[Begin EXCERPTED TEXT]

Since attending the Slide2Learn conference, about iPods in Education, and particpating in #scichat on Twitter, my personal learning network has gone from zero to 100kph in 2 secs. Being one of only four science teachers at my small, rural school, Hawkesdale P12 College, opportunities for networking, communication and collaboration have been somewhat limited. Enter web2.0.
I started blogging in 2007, with the encouragment of two great teachers, Anne Mirtschin and Jess McCulloch. It’s been a steep learning curve for a mother-of-two who did a Graduate Diploma of Education as a mature age student, with very little prior knowledge of computers. At times I wondered whether web2.0 tools in science were like trying to knit with a knife and fork – great tools, but for a different purpose. Since then, I have discovered that is important to focus on the learning outcomes and not on the tools themselves – there are far too many and varied tools (and more being created each day) to decide which ones to use in education and for which purpose. Once you have decided on the learning outcomes you wish to achieve with students, you should decide on the product or process that will demonstrate this learning. Only then think about the tools students need to achieve those outcomes. Just like when you want students to understand how to identify, name, measure and draw angles you need to use rulers, pencils, protractors as a minimum, then chalk, string and compasses to extend their learning or you might find some internet tools to use.

[End EXCERPTED TEXT]
[Begin PROVIDED RECORDS]

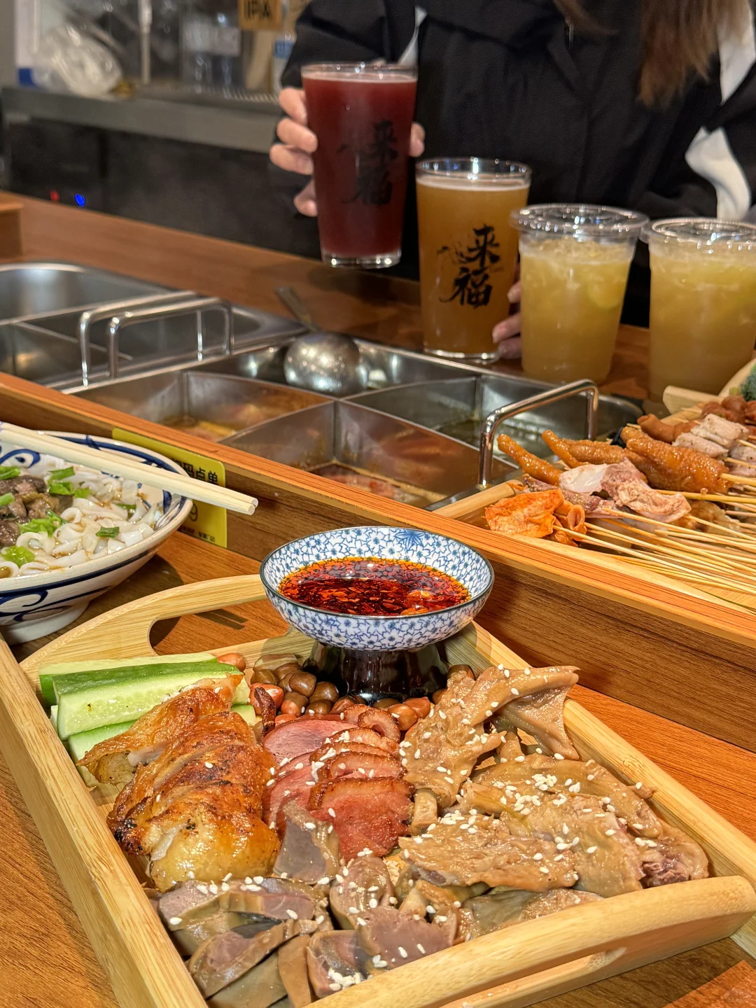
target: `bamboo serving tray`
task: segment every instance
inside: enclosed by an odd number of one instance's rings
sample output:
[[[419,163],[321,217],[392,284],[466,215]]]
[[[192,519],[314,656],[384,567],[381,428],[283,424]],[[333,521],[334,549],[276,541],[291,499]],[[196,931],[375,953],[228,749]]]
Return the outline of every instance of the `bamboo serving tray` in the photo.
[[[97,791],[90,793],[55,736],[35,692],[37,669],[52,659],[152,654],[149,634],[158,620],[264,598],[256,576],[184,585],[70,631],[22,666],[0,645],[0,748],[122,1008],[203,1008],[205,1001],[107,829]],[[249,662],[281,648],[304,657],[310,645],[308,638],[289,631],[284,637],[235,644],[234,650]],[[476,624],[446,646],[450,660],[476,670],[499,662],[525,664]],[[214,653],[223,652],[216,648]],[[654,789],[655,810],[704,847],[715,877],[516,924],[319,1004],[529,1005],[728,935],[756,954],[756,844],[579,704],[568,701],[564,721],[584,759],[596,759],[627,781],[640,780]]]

[End PROVIDED RECORDS]

◆ **YOUR TASKS**
1) According to the blog post about web2.0 tools in science teaching, in what year did the writer start blogging?
2) Pick up the blog post about web2.0 tools in science teaching right after its final sentence and carry it on for a paragraph or two.

◆ **RESULTS OF THE EXERCISE**
1) 2007

2)
At the beginning of 2009, Hawkesdale P12 College started it’s 1:1 netbook program with a trial for Year 5 students. In 2010, that was expanded to include all students from Year 5 to 9. In semester 2, 2010, students in Year 10 and 11 will also receive netbooks. Some of the logisitical issues included providing sturdy cases to reduce damage, padlocks for lockers (we had open lockers prior to netbooks), upgrading the wireless network and increasing the technicians time at school. Some of the management issues include clear guidelines for teachers, students and parents about appropriate use and good cybersafety education. Then comes the task of teachers implementing learning programs that incorporate web2.0 tools and mobile technology effectively with students. At our school, one of the most effective ways to do that was “Wak-in, Walk-out Wednesdays”, when our ICT expert teacher stays behind after school and works with any teachers interested in exploring tools or asking for tips on “how to..”. So it is just-in-time learning, not a PD where you are told “What you are going to learn today is…” It has worked well, although full staff PD’s are required at times as well. For example, use of IWB’s and implementation of the Ultranet.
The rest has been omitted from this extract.